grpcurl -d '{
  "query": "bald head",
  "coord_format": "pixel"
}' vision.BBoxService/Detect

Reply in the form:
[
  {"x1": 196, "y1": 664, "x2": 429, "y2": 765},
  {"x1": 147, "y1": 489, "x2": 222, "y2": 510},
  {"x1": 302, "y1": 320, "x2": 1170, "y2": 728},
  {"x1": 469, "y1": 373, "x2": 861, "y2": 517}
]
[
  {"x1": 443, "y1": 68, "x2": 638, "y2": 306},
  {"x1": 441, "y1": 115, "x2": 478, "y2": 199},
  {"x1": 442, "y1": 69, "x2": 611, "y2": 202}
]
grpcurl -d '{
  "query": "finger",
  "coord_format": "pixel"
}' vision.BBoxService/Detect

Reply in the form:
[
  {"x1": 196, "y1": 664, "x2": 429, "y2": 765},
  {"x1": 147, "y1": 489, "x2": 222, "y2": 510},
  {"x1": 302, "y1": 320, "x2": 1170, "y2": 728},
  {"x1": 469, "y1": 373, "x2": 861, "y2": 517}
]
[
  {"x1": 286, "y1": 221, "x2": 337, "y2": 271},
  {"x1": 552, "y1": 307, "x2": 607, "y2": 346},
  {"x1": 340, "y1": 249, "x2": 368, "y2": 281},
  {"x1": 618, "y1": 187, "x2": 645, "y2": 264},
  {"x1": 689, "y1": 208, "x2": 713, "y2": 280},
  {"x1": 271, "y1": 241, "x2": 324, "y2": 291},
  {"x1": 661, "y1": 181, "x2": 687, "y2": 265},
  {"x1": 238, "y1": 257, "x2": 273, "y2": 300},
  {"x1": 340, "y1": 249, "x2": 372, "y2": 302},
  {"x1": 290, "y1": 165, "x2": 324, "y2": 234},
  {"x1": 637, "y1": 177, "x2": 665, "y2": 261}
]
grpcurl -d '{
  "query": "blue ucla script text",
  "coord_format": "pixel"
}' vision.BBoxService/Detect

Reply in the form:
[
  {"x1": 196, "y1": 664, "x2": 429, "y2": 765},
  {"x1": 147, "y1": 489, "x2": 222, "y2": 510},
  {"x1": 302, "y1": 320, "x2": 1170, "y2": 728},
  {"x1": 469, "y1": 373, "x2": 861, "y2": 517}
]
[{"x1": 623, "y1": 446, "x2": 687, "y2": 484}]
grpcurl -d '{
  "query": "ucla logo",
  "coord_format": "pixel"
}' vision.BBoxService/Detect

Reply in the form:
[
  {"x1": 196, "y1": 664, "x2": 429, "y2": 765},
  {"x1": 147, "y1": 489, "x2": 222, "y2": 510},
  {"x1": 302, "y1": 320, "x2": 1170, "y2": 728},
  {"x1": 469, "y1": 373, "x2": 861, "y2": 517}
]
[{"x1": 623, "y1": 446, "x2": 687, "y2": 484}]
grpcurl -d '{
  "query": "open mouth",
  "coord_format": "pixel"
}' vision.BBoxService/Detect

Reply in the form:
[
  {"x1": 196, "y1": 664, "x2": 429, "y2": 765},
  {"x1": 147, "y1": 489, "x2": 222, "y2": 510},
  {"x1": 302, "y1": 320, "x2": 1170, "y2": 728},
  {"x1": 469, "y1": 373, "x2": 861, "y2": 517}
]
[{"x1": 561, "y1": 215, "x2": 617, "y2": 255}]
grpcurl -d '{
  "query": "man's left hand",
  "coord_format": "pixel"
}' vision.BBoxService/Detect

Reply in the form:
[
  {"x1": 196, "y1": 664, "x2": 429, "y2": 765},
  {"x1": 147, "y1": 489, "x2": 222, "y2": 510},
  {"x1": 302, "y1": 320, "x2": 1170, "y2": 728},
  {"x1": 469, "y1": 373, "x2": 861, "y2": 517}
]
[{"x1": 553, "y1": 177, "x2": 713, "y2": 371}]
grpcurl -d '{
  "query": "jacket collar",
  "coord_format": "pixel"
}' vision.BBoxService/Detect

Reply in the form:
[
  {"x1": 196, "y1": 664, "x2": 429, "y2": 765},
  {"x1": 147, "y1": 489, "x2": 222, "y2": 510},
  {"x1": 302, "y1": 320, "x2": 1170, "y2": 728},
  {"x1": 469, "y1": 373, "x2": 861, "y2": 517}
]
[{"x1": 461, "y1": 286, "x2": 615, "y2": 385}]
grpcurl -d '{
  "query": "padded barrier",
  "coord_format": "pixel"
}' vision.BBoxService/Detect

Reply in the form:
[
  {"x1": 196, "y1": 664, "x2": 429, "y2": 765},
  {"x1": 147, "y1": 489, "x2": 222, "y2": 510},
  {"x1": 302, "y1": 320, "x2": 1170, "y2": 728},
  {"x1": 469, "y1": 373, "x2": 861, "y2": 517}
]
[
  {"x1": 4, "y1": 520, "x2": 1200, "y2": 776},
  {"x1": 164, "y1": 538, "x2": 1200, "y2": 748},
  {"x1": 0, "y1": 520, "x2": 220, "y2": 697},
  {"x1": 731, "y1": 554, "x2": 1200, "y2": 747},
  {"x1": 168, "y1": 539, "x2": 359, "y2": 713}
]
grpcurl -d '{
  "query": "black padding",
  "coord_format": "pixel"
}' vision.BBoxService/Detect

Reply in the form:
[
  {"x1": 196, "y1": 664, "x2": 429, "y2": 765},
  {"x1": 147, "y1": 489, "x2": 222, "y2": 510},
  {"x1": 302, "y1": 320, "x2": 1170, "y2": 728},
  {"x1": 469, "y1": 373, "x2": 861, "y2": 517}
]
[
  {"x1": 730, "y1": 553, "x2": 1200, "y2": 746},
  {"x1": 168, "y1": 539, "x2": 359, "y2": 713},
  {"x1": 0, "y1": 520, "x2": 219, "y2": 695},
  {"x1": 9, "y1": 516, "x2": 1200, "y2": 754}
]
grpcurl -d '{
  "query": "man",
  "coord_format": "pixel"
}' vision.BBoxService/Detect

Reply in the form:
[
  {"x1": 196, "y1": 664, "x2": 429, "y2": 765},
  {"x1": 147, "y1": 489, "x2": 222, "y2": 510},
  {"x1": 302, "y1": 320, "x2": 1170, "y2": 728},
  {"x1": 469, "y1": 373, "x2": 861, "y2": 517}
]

#####

With every word kept as it is, set down the entries again.

**Written response:**
grpcurl -d '{
  "query": "bald head",
  "coord_format": "pixel"
}' vision.BBoxService/Detect

Reply in the form:
[
  {"x1": 196, "y1": 664, "x2": 429, "y2": 765},
  {"x1": 147, "y1": 489, "x2": 222, "y2": 510},
  {"x1": 302, "y1": 320, "x2": 1170, "y2": 728},
  {"x1": 469, "y1": 373, "x2": 861, "y2": 517}
]
[
  {"x1": 443, "y1": 68, "x2": 638, "y2": 306},
  {"x1": 441, "y1": 115, "x2": 478, "y2": 199},
  {"x1": 442, "y1": 69, "x2": 611, "y2": 202}
]
grpcurl -d '{
  "query": "finger",
  "coord_format": "pixel"
}' vision.BBoxService/Detect

Reply in the form:
[
  {"x1": 196, "y1": 664, "x2": 429, "y2": 765},
  {"x1": 147, "y1": 489, "x2": 222, "y2": 510},
  {"x1": 302, "y1": 320, "x2": 1170, "y2": 728},
  {"x1": 469, "y1": 373, "x2": 861, "y2": 517}
]
[
  {"x1": 286, "y1": 221, "x2": 337, "y2": 271},
  {"x1": 552, "y1": 307, "x2": 607, "y2": 346},
  {"x1": 340, "y1": 249, "x2": 368, "y2": 281},
  {"x1": 618, "y1": 187, "x2": 645, "y2": 264},
  {"x1": 689, "y1": 208, "x2": 713, "y2": 280},
  {"x1": 271, "y1": 241, "x2": 324, "y2": 291},
  {"x1": 661, "y1": 181, "x2": 687, "y2": 265},
  {"x1": 238, "y1": 257, "x2": 273, "y2": 300},
  {"x1": 340, "y1": 249, "x2": 372, "y2": 302},
  {"x1": 290, "y1": 165, "x2": 324, "y2": 234},
  {"x1": 637, "y1": 177, "x2": 665, "y2": 261}
]
grpcurl -d '{
  "query": "blue ucla script text",
  "coord_format": "pixel"
}' vision.BBoxService/Detect

Reply in the form:
[
  {"x1": 196, "y1": 664, "x2": 429, "y2": 765},
  {"x1": 147, "y1": 489, "x2": 222, "y2": 510},
  {"x1": 302, "y1": 320, "x2": 1170, "y2": 728},
  {"x1": 469, "y1": 373, "x2": 861, "y2": 517}
]
[{"x1": 623, "y1": 446, "x2": 687, "y2": 484}]
grpcurl -d '{
  "query": "ucla logo",
  "coord_format": "pixel"
}' vision.BBoxService/Detect

Reply in the form:
[
  {"x1": 196, "y1": 664, "x2": 429, "y2": 765},
  {"x1": 147, "y1": 489, "x2": 222, "y2": 510},
  {"x1": 302, "y1": 320, "x2": 1170, "y2": 728},
  {"x1": 469, "y1": 373, "x2": 861, "y2": 517}
]
[{"x1": 623, "y1": 446, "x2": 687, "y2": 484}]
grpcurl -d '{
  "query": "open mouth",
  "coord_format": "pixel"
}' vision.BBoxService/Detect

Reply in the form:
[
  {"x1": 196, "y1": 664, "x2": 429, "y2": 765},
  {"x1": 147, "y1": 489, "x2": 222, "y2": 510},
  {"x1": 302, "y1": 320, "x2": 1170, "y2": 728},
  {"x1": 469, "y1": 373, "x2": 861, "y2": 517}
]
[{"x1": 561, "y1": 215, "x2": 617, "y2": 255}]
grpcurl -d '{
  "query": "man's left hand",
  "coord_format": "pixel"
}' vision.BBoxService/Detect

Reply in the form:
[
  {"x1": 196, "y1": 664, "x2": 429, "y2": 765},
  {"x1": 147, "y1": 489, "x2": 222, "y2": 510},
  {"x1": 302, "y1": 320, "x2": 1170, "y2": 728},
  {"x1": 469, "y1": 373, "x2": 861, "y2": 517}
]
[{"x1": 553, "y1": 177, "x2": 713, "y2": 371}]
grpcurl -d '{
  "query": "jacket collar",
  "coord_format": "pixel"
}' vision.BBoxService/Detect

Reply in the form:
[
  {"x1": 196, "y1": 664, "x2": 429, "y2": 765},
  {"x1": 147, "y1": 489, "x2": 222, "y2": 510},
  {"x1": 302, "y1": 320, "x2": 1170, "y2": 728},
  {"x1": 469, "y1": 373, "x2": 861, "y2": 517}
]
[{"x1": 461, "y1": 286, "x2": 615, "y2": 385}]
grpcurl -d '{
  "query": "padded barrier",
  "coord_format": "pixel"
}' vision.BBoxService/Detect

Reply in the form:
[
  {"x1": 196, "y1": 664, "x2": 429, "y2": 765},
  {"x1": 147, "y1": 489, "x2": 222, "y2": 510},
  {"x1": 302, "y1": 320, "x2": 1170, "y2": 728},
  {"x1": 469, "y1": 373, "x2": 861, "y2": 517}
]
[
  {"x1": 4, "y1": 520, "x2": 1200, "y2": 776},
  {"x1": 164, "y1": 538, "x2": 1200, "y2": 748},
  {"x1": 0, "y1": 520, "x2": 220, "y2": 697},
  {"x1": 731, "y1": 554, "x2": 1200, "y2": 747},
  {"x1": 168, "y1": 539, "x2": 359, "y2": 713}
]
grpcurl -d '{
  "query": "black padding",
  "coord_format": "pixel"
}' vision.BBoxService/Detect

Reply in the form:
[
  {"x1": 196, "y1": 664, "x2": 429, "y2": 765},
  {"x1": 147, "y1": 489, "x2": 222, "y2": 510},
  {"x1": 302, "y1": 320, "x2": 1170, "y2": 728},
  {"x1": 469, "y1": 373, "x2": 861, "y2": 517}
]
[
  {"x1": 730, "y1": 553, "x2": 1200, "y2": 746},
  {"x1": 168, "y1": 539, "x2": 359, "y2": 713},
  {"x1": 0, "y1": 520, "x2": 219, "y2": 695},
  {"x1": 9, "y1": 516, "x2": 1200, "y2": 754}
]
grpcurl -d '{
  "query": "man",
  "coord_format": "pixel"
}' vision.BBoxService/Detect

Reply in the form:
[
  {"x1": 196, "y1": 664, "x2": 429, "y2": 765},
  {"x1": 147, "y1": 489, "x2": 222, "y2": 510},
  {"x1": 302, "y1": 320, "x2": 1170, "y2": 728},
  {"x1": 469, "y1": 373, "x2": 861, "y2": 517}
]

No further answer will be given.